*What this task involves:*
Summarize the forum thread below in two sentences.

*Selection:*
####################

The Data Mining Forum
This forum is about data mining
, data science
and big data
: algorithms, source code, datasets, implementations, optimizations, etc. You are welcome to post call for papers, data mining job ads, link to source code of data mining algorithms or anything else related to data mining. The forum is hosted by P. Fournier-Viger
. No registration is required to use this forum!
Mininig unfrequent association rules
Date: November 19, 2018 09:33AM
So, my motivation behind using SMPF was to mine unfrequent association rules.
Other platforms, JAVA libraries, and SMPF itself, have already allowed me to mine association rules (with as low confidence as 12%).
After some data analysis, I found that some interesting association rules happen at a confidence of 1%.
None of AprioriInverse, AprioriRare, etc., have allowed me to go very low confidence.. First, is that their use? Or are there other SPMF algorithms intended to mine unfrequent association rules?
What would you suggest? Should I use SPMF library functions in my JAVA code and trick (override) them somehow?
Re: Mininig unfrequent association rules
Date: November 19, 2018 03:27PM
Do you really mean low confidence or low support?
The problem for finding the low support rules is that there is perhaps so many rules if you decrease the support threshold. But if you want to make it faster and reduce the number of rules, you can also apply some constraints. For example, if you apply FPGrowth_Association_rules in SPMF, you can set a maximum antecedent length and a maximum consequent length. This will set a maximum on the size of your rules and will decrease the number of rules that may be found, and then you may be able to decrease the minimum support threshold further.

####################

*Given data:*

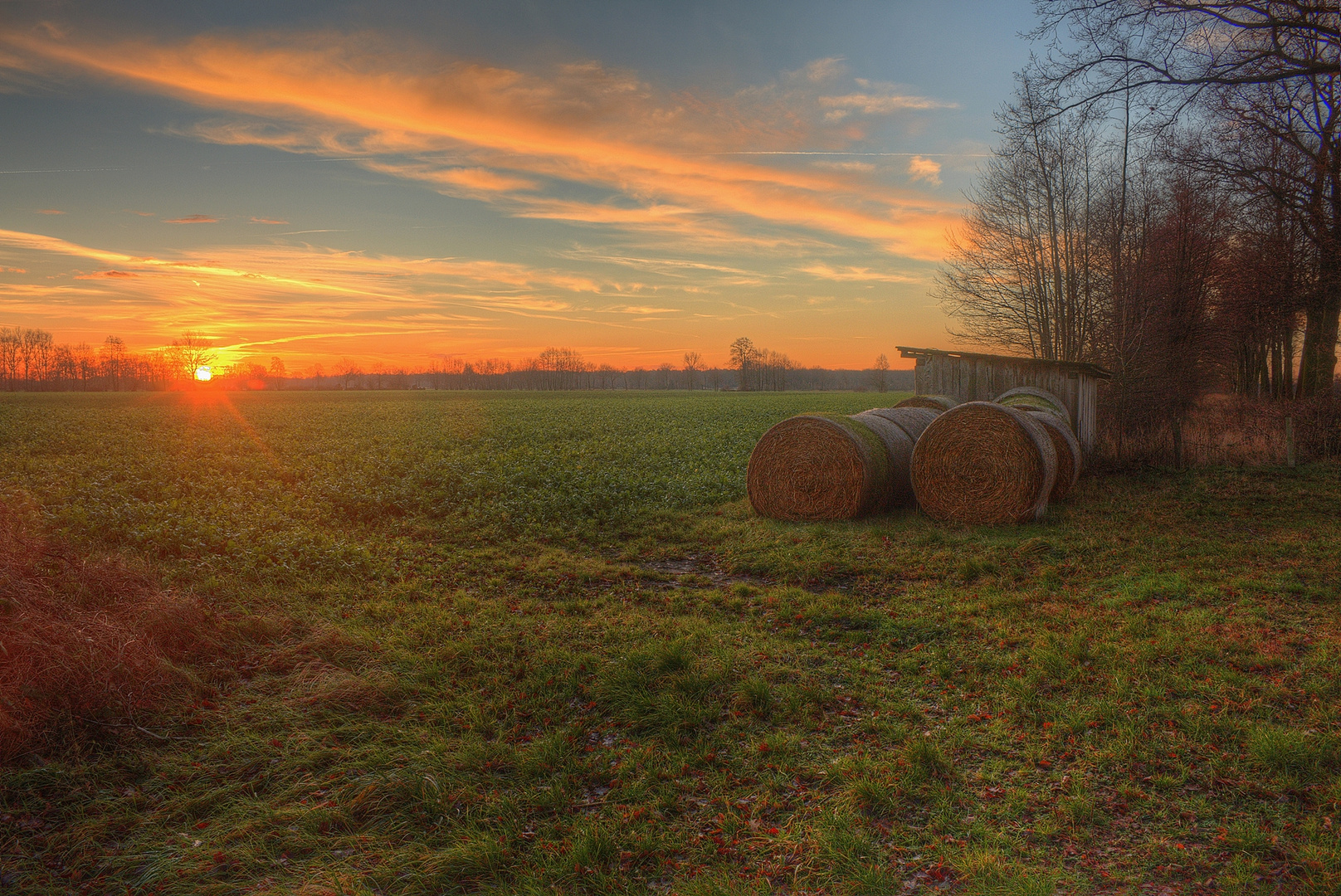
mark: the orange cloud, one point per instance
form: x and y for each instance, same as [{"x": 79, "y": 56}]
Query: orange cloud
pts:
[{"x": 583, "y": 124}]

####################

*Result of the exercise:*
A poster wants to mine infrequent association rules, since some interesting rules occur at a confidence of 1%, but reports that AprioriInverse, AprioriRare and similar algorithms have not allowed going that low and asks what SPMF offers or whether to override its functions. A reply asks whether low confidence or low support is meant, warns that lowering the support threshold may yield very many rules, and suggests setting a maximum antecedent length and maximum consequent length in FPGrowth_Association_rules to cut the number of rules so the minimum support can be lowered further.